- TASK DETAILS
Your answer must consist of exactly the lines below, starting with the line with "211L153 212L152 238L126" and going on through the line with "positive clicks: (83, 218)", and nothing else.

★ ★ ★

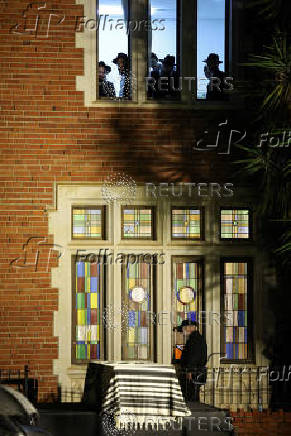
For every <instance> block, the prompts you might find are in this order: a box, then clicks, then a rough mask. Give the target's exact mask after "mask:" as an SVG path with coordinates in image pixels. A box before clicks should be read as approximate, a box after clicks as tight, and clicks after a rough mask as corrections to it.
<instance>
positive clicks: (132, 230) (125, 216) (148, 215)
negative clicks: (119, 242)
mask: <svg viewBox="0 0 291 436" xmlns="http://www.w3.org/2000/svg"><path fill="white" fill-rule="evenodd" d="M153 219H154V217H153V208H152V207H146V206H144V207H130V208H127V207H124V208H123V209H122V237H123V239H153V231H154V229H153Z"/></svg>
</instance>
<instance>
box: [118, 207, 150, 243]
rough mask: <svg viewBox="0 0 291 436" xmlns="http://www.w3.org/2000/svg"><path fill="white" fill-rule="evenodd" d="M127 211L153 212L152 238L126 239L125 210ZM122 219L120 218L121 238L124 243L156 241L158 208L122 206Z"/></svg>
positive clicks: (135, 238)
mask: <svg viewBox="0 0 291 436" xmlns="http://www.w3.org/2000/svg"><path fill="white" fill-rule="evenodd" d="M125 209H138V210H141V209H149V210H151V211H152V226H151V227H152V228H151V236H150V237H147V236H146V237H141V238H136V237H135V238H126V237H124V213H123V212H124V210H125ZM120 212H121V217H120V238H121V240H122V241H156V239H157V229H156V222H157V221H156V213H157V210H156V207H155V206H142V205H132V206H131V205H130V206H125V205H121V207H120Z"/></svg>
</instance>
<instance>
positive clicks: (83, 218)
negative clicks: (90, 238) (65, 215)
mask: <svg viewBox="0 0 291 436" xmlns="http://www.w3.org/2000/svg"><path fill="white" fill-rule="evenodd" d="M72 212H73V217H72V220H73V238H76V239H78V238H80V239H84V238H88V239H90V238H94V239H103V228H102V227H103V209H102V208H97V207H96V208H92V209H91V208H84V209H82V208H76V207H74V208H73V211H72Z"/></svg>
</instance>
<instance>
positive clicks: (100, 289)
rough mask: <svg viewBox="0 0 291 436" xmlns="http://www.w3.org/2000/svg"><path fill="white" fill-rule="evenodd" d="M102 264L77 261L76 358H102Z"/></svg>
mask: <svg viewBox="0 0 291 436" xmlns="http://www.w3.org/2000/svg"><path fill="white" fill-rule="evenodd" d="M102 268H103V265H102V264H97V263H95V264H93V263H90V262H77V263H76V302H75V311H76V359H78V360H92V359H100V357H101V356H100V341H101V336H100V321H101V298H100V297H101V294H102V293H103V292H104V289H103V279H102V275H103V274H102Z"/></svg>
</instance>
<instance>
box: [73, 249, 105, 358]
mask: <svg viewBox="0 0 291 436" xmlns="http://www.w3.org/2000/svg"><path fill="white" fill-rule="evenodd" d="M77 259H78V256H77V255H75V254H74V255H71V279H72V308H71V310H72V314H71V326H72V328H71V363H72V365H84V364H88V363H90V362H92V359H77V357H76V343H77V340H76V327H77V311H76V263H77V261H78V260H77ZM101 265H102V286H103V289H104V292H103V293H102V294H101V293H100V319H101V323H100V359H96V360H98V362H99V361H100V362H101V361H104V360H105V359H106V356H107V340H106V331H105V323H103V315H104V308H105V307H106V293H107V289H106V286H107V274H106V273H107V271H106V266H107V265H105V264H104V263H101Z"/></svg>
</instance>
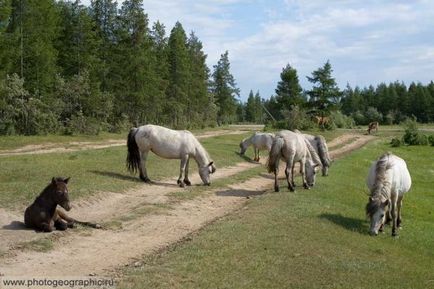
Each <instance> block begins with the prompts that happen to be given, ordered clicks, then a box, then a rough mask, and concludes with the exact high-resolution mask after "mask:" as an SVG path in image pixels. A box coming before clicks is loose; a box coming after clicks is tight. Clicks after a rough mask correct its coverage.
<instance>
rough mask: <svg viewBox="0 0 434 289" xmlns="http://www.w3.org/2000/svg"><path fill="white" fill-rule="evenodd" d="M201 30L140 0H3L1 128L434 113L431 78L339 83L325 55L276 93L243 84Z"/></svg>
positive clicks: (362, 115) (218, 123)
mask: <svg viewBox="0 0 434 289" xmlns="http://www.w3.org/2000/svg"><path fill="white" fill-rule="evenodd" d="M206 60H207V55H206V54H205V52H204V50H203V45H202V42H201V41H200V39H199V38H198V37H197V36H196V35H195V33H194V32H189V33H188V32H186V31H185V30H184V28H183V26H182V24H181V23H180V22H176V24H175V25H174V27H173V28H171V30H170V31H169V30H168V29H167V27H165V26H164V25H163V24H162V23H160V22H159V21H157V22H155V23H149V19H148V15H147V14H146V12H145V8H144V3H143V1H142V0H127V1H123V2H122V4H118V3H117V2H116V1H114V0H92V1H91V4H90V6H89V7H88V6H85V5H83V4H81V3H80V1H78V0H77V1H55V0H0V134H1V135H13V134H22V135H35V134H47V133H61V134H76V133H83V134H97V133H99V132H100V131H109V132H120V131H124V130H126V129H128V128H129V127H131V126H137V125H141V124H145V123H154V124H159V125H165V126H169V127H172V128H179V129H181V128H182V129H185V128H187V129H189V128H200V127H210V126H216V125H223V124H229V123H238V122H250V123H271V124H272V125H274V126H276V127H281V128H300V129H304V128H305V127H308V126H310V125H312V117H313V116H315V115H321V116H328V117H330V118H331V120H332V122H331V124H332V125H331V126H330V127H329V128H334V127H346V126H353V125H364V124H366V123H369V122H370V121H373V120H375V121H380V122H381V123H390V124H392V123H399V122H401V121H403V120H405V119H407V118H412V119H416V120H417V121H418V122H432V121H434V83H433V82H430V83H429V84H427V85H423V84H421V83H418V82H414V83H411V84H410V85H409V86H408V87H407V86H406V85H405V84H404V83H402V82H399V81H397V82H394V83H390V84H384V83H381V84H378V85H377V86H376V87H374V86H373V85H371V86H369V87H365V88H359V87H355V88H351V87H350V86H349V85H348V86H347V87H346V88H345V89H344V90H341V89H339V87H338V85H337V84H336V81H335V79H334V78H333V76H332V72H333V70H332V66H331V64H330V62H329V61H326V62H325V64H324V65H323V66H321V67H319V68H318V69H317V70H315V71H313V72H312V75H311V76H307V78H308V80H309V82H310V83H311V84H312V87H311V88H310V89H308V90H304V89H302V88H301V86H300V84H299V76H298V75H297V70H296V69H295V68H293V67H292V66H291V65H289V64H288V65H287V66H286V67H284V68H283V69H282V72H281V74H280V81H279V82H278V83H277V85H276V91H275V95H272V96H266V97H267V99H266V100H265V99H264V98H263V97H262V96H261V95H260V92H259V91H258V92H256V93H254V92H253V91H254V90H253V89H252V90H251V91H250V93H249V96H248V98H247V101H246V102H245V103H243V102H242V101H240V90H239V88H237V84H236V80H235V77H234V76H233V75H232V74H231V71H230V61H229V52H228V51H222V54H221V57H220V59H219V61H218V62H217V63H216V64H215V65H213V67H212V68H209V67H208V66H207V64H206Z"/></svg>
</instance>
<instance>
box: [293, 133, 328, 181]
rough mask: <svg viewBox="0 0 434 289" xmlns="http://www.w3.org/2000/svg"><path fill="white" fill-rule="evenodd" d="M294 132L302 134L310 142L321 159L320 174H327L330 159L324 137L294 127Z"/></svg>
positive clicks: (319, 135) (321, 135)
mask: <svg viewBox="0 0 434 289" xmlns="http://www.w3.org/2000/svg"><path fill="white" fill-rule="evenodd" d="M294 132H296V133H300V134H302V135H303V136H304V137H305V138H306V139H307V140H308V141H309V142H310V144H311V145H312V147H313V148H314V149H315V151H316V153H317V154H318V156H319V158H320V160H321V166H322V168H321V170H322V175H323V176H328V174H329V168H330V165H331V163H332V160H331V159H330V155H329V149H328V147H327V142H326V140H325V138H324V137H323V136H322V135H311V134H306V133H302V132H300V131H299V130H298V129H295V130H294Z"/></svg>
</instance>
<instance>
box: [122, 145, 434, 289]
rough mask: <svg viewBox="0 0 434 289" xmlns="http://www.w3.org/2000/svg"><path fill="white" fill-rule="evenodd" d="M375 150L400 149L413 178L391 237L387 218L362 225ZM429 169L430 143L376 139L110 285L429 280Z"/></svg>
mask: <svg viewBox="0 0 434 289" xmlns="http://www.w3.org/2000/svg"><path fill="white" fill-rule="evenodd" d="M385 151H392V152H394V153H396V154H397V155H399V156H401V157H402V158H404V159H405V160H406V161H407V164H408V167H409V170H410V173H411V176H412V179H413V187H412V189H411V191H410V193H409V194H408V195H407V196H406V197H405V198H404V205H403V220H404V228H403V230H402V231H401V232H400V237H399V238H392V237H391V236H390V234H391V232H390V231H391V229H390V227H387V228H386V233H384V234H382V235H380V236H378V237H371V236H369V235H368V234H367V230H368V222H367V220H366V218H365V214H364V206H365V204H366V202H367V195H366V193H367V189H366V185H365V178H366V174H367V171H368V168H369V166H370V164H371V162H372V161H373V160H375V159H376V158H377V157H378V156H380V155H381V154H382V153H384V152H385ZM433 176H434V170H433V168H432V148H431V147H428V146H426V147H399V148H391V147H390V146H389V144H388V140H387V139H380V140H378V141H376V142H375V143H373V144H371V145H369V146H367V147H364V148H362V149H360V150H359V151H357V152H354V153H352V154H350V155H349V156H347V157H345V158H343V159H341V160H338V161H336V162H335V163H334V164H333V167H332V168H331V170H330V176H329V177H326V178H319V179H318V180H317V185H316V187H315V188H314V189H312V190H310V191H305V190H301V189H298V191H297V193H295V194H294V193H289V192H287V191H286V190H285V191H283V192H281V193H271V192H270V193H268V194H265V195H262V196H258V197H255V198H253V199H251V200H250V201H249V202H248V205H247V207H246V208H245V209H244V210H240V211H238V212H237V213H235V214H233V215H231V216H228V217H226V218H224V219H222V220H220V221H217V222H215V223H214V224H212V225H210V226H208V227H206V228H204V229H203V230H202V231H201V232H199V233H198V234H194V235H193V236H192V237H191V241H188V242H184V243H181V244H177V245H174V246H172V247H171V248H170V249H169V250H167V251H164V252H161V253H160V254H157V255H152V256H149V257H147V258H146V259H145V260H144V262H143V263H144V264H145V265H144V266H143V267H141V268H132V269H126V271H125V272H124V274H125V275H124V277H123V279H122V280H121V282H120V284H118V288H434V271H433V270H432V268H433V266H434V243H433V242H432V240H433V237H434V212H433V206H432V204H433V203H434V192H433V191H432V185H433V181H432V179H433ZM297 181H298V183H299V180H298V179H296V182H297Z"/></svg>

★ ★ ★

- REPLY TO THE TASK
rough mask: <svg viewBox="0 0 291 436" xmlns="http://www.w3.org/2000/svg"><path fill="white" fill-rule="evenodd" d="M127 211L153 212L152 238L126 239L125 210ZM122 219L120 218L121 238L124 243L156 241L158 208L122 206Z"/></svg>
positive clicks: (135, 238)
mask: <svg viewBox="0 0 291 436" xmlns="http://www.w3.org/2000/svg"><path fill="white" fill-rule="evenodd" d="M125 209H138V210H141V209H149V210H151V211H152V226H151V227H152V228H151V236H150V237H147V236H146V237H141V238H136V237H135V238H126V237H124V213H123V212H124V210H125ZM120 212H121V217H120V238H121V240H122V241H156V239H157V229H156V222H157V221H156V213H157V210H156V207H155V206H142V205H132V206H131V205H130V206H125V205H121V207H120Z"/></svg>
</instance>
<instance>
positive clicks: (83, 218)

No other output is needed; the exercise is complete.